Excerpt START
On December 6, 2017, just four days before her 5th birthday, Braylynn Lawhon was diagnosed with DIPG (Diffuse Intrinsic Pontine Gliomas), an inoperable form of brain cancer. DIPG is an extremely aggressive cancer, with a very low survival rate, and at the time that Braylynn was diagnosed, she was tragically given just one year to live.
Her aunt Shawnon, who described Braylynn as a “happy, smart, enjoyable 4-year-old” at the time of her diagnosis, later explained the heartbreaking news on a GoFundMe page her family set up to raise money for her medical treatments.
“We were told it is inoperable, chemotherapy does not affect it and the only thing they can do is use radiation to slow the growth process,” wrote Shawnon. “This may only help for about two months and then it will stop working as well. She has less than a 10% survival rate. We were told she may live for about a year.”
Yet despite all of this, Braylynn’s family had hope. Shawnon says they were hoping to send Braylynn to North Carolina, to a surgeon who had success operating on tumors like Braylynn’s.
But all those hopes were dashed in a shocking turn of events that happened just a few days ago. On January 6, Braylynn was admitted to the hospital, for what seemed to be a bad case of congestion. But as her mom Ally later shared on Facebook, it turned out to be something much more serious.
“Prayers please,” Ally wrote in her post. “We’re in the ER. Braylynn has been sounding very congested today. We’ve had a CT done and they said they think there may be a small bleed in the tumor, but they don’t know for sure. They’re putting her on a few new meds to decrease swelling just in case, and starting her on a breathing tube.”
Within a few days, it became clear that Braylynn only had days to live, and that there was really nothing doctors could do to prolong her life — their only hope was to make her more comfortable as she let go. Braylynn was soon moved to hospice care, and the family has been there with her ever since, with extended family coming and going to say goodbye to Braylynn.
It was during those devastating few days that a powerful photo of Braylynn was taken. And soon after Ally shared it on her Facebook page, the photo quickly went viral.
It is not a photo that is easy to look at, but that is part of the point. Childhood cancer is horrible and unfair. And we need to be aware of how it destroys the lives of all it touches. No parent, grandparent, or family member should have to endure it.
And Braylynn’s mom Ally knows that all too well.
“Today is the day that everyone will have to say their final goodbyes, to a FIVE-year-old,” wrote Ally, on the same day the photo was shared. “This should never happen to anyone. There is no one in this world who is evil enough to deserve to feel what I am currently feeling. My baby girl deserves to live a full, happy life, and so does every other child who has had to face DIPG.”
The photo has been shared over 9K times with over 4k comments of support, love, and sorrow flowing in for this family. But while all of this support is no doubt appreciated, it’s not enough to heal little Braylynn and the family is expecting to lose her any day now.
Braylynn’s mom Ally isn’t just devastated by her own loss. As she wrote on Facebook, she is reeling from the fact that DIPG does not have a cure, and that so many other children will face the same awful fate that her daughter is facing.
“We have to put an end to this,” Ally wrote. “No more kids can get this disease and be allowed to die from it. We HAVE to find a cure, not a damn band aid. These kids deserve so much more than that, someday soon someone needs to find out what that cure is.”
Yes, we absolutely do. There is no way I can even begin to understand the pain this family must be suffering right now. But I do know that more must be done to find a cure to this disease, along with other horrific childhood cancers. After all, only 4% of federal cancer research funding goes toward childhood cancers, and since 1980, only three drugs have been used to treat cancer in children (as opposed to hundreds for adults).
Braylynn’s story — and the photo that depicts all of the trauma her family is enduring right now — shatters my heart. But it’s important that we all understand the harsh reality of childhood cancer, and above all, that we work together to find a cure.
Excerpt END
Given records START
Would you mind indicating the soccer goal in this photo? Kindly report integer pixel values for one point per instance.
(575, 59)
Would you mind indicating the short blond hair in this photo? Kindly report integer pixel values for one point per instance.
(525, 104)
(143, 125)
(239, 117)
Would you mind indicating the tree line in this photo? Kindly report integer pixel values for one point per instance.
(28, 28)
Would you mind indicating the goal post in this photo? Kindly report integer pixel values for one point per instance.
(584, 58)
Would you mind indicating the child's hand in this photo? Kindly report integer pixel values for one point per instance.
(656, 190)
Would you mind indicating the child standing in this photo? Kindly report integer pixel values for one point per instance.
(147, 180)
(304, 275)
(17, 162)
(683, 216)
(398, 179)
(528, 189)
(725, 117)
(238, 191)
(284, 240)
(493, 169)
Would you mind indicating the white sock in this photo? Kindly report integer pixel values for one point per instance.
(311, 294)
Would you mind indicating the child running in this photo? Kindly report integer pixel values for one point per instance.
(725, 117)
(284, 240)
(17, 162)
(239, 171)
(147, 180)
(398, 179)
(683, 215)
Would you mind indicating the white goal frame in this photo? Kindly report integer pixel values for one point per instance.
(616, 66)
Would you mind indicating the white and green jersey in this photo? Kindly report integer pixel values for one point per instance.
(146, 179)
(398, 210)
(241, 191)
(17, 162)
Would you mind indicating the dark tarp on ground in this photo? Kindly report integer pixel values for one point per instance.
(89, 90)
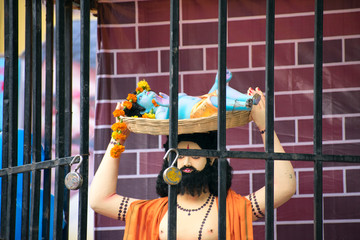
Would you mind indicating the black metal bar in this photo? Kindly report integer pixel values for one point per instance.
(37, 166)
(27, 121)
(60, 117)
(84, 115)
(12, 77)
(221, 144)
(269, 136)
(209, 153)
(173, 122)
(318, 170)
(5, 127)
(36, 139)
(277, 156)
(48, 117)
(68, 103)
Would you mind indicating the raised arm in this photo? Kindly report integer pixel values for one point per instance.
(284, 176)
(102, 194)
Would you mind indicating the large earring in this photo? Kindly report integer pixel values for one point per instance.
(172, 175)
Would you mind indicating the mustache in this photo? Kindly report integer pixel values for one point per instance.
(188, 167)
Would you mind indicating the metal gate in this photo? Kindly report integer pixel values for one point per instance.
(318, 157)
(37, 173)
Given records END
● **What this task involves**: Please answer from the article on Braylynn Lawhon: what share of federal cancer research funding goes toward childhood cancers?

● **Output for this task**: Only 4%.